- WORK REQUIRED:
Copy the lines below verbatim, beginning with the line that includes "Could you please point out the church facade" and continuing to the end; leave out everything before it.

- SUPPLIED MATERIAL:
============

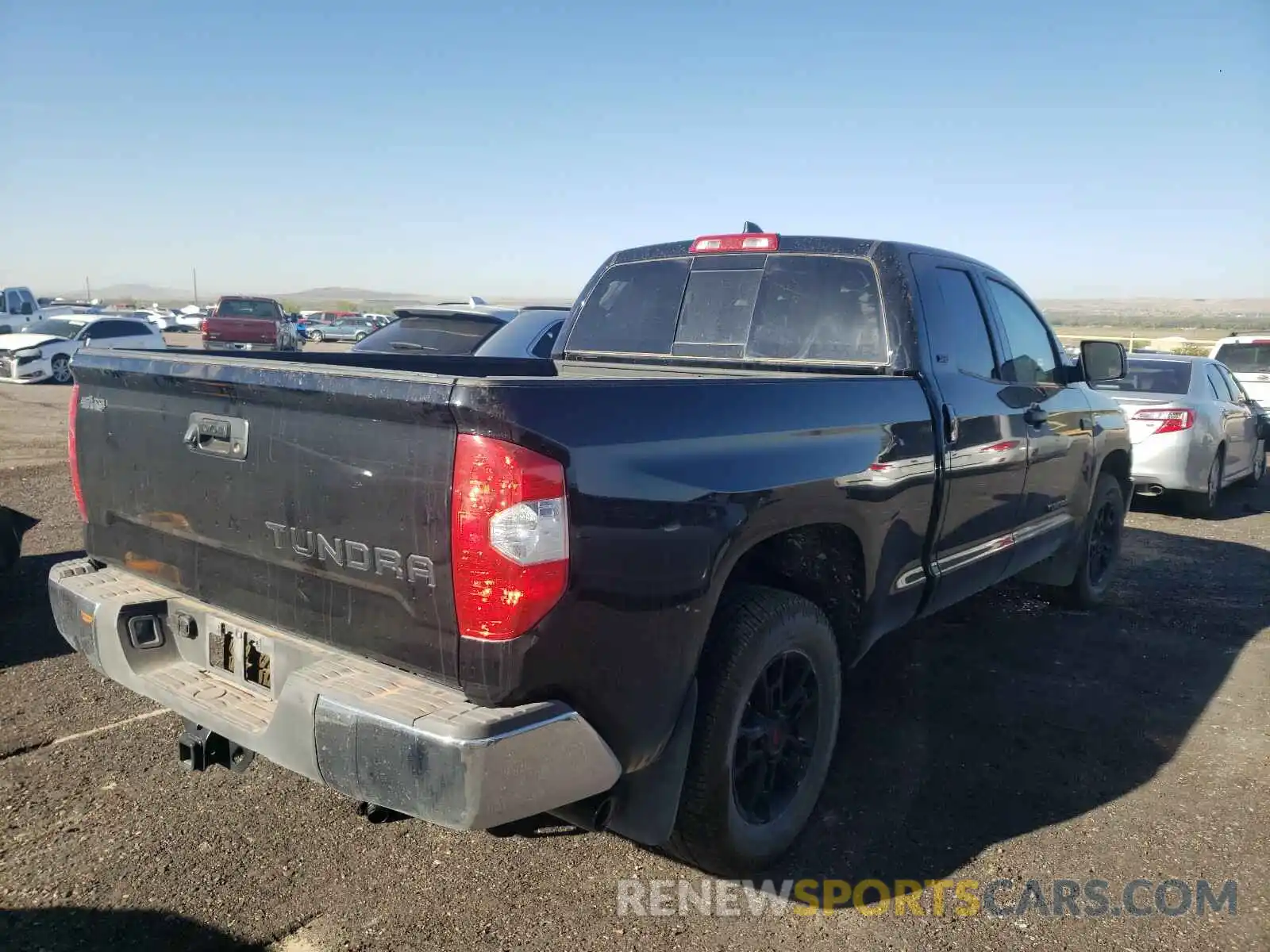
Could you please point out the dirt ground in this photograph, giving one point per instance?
(1001, 740)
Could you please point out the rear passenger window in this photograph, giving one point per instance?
(964, 317)
(543, 348)
(1219, 385)
(1237, 393)
(1032, 359)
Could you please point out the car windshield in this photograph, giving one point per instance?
(760, 306)
(444, 333)
(1246, 359)
(247, 309)
(57, 329)
(1153, 378)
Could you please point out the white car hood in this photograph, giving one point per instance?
(19, 342)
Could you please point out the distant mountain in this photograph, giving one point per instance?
(133, 292)
(321, 295)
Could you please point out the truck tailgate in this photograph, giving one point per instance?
(241, 330)
(317, 501)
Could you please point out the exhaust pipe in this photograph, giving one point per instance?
(591, 814)
(198, 748)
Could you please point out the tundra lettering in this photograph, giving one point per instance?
(352, 555)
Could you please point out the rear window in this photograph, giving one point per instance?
(264, 310)
(802, 308)
(454, 334)
(1246, 359)
(1153, 378)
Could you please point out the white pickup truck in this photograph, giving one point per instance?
(1248, 355)
(18, 308)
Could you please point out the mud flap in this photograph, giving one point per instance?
(643, 806)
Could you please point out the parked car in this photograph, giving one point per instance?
(241, 323)
(1194, 428)
(620, 585)
(18, 309)
(44, 351)
(1248, 357)
(186, 323)
(343, 329)
(480, 330)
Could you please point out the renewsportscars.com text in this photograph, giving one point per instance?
(999, 898)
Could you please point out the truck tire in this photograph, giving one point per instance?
(1203, 505)
(1100, 546)
(768, 721)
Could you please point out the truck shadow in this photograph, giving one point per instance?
(80, 928)
(27, 628)
(1003, 715)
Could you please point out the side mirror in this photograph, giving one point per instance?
(1103, 361)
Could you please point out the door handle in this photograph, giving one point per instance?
(1035, 416)
(950, 428)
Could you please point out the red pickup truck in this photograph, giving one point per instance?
(249, 324)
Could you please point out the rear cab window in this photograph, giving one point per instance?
(247, 308)
(779, 306)
(442, 333)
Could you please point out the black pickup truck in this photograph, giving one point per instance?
(618, 585)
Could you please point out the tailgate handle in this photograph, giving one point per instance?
(217, 436)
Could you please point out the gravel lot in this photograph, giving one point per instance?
(1003, 739)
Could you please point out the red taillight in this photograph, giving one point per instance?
(1170, 420)
(73, 451)
(510, 537)
(736, 243)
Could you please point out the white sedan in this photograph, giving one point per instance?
(44, 351)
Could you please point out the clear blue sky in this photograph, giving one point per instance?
(1087, 149)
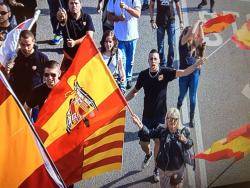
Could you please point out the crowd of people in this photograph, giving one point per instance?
(32, 75)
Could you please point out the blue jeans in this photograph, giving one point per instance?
(53, 8)
(170, 28)
(128, 54)
(189, 82)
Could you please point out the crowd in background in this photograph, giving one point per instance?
(32, 75)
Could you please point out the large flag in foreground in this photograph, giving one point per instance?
(10, 44)
(235, 145)
(22, 158)
(218, 24)
(82, 121)
(242, 37)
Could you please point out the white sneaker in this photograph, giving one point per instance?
(146, 160)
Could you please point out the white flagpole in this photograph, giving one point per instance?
(35, 18)
(223, 44)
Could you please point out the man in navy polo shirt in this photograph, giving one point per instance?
(75, 24)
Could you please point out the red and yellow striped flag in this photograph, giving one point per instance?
(22, 159)
(218, 24)
(81, 123)
(237, 145)
(242, 37)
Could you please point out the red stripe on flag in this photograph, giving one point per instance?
(39, 174)
(223, 154)
(239, 43)
(71, 165)
(218, 24)
(242, 131)
(103, 148)
(69, 141)
(103, 162)
(4, 92)
(229, 18)
(114, 130)
(62, 87)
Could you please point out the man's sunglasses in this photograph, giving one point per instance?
(3, 13)
(53, 75)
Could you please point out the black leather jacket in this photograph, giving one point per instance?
(163, 135)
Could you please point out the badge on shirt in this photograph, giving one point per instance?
(160, 77)
(34, 68)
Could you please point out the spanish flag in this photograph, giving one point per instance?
(23, 161)
(242, 37)
(218, 24)
(235, 145)
(82, 122)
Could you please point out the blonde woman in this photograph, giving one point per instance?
(174, 140)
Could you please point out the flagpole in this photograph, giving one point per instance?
(230, 165)
(38, 140)
(223, 44)
(35, 18)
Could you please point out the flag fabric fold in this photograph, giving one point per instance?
(82, 117)
(235, 145)
(218, 24)
(242, 37)
(21, 153)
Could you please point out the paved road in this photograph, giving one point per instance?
(221, 107)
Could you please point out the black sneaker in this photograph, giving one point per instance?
(146, 160)
(156, 175)
(129, 84)
(144, 7)
(191, 124)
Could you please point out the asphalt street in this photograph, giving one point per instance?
(221, 104)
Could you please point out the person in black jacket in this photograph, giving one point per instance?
(174, 141)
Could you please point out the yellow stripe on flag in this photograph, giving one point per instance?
(103, 155)
(92, 74)
(239, 144)
(102, 130)
(106, 140)
(101, 170)
(19, 155)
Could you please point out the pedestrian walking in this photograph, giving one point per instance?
(154, 81)
(204, 3)
(125, 14)
(191, 48)
(112, 56)
(174, 142)
(75, 24)
(165, 22)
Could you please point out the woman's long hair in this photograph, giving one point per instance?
(109, 33)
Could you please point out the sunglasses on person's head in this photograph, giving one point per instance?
(53, 75)
(3, 13)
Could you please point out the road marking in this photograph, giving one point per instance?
(198, 132)
(246, 91)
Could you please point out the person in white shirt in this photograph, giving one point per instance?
(125, 14)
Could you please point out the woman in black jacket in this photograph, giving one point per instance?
(174, 142)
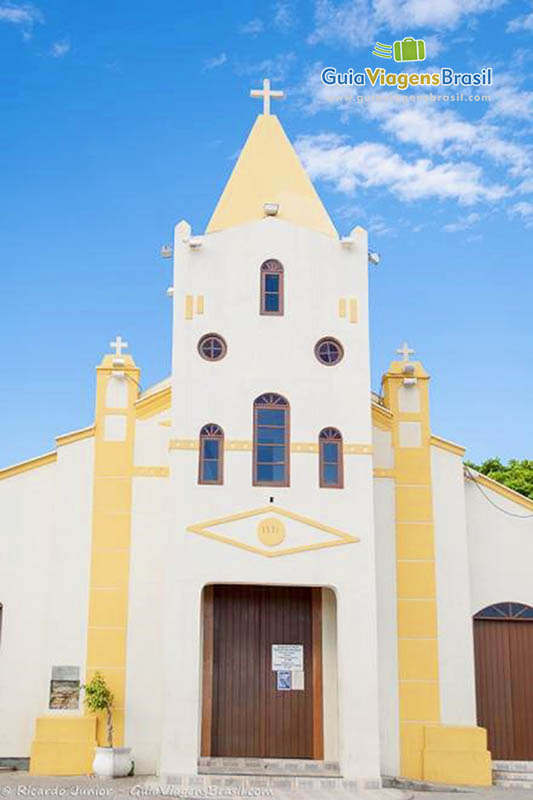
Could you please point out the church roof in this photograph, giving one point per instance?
(269, 171)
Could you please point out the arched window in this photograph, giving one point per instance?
(271, 441)
(330, 458)
(516, 611)
(211, 455)
(272, 287)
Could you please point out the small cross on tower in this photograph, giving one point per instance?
(119, 345)
(405, 351)
(266, 93)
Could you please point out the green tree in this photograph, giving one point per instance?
(98, 698)
(517, 475)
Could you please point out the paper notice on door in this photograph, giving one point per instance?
(298, 682)
(283, 681)
(288, 657)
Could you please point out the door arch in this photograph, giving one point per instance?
(503, 648)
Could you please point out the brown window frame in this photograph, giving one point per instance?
(324, 340)
(276, 402)
(330, 435)
(202, 341)
(272, 267)
(216, 433)
(517, 612)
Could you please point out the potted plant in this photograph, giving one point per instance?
(109, 762)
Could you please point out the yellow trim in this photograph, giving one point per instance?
(428, 749)
(237, 444)
(75, 436)
(151, 472)
(382, 418)
(108, 610)
(201, 528)
(31, 463)
(247, 445)
(269, 171)
(152, 404)
(504, 491)
(445, 444)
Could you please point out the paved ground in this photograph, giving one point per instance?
(20, 784)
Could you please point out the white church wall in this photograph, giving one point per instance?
(383, 449)
(146, 614)
(70, 560)
(500, 549)
(456, 654)
(27, 501)
(330, 670)
(151, 441)
(268, 354)
(385, 513)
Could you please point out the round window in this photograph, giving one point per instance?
(212, 347)
(329, 351)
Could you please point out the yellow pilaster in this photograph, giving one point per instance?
(428, 749)
(65, 745)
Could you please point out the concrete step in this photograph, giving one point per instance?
(512, 766)
(272, 786)
(512, 784)
(293, 767)
(501, 775)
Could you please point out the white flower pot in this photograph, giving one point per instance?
(112, 762)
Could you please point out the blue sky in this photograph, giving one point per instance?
(119, 119)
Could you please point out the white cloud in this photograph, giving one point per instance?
(216, 61)
(253, 27)
(328, 157)
(277, 67)
(25, 14)
(523, 23)
(351, 23)
(60, 49)
(284, 18)
(434, 128)
(356, 23)
(523, 210)
(463, 223)
(507, 99)
(400, 14)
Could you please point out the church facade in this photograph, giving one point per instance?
(263, 558)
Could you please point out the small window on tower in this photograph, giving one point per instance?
(272, 288)
(331, 466)
(211, 455)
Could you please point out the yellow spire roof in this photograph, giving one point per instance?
(269, 171)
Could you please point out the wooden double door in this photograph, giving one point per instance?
(504, 686)
(245, 712)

============

- THE OUTPUT:
Could you please point out the church facade in this photograph, giving one point per instance?
(263, 558)
Could you please point out the small window on tower in this photograph, giving one point per instance?
(272, 288)
(331, 466)
(211, 455)
Could you please point out the yellow spire roof in this photograph, giving one point per instance?
(269, 171)
Could you please point out the wooden double door in this photograph, giving one point per instance?
(504, 686)
(245, 712)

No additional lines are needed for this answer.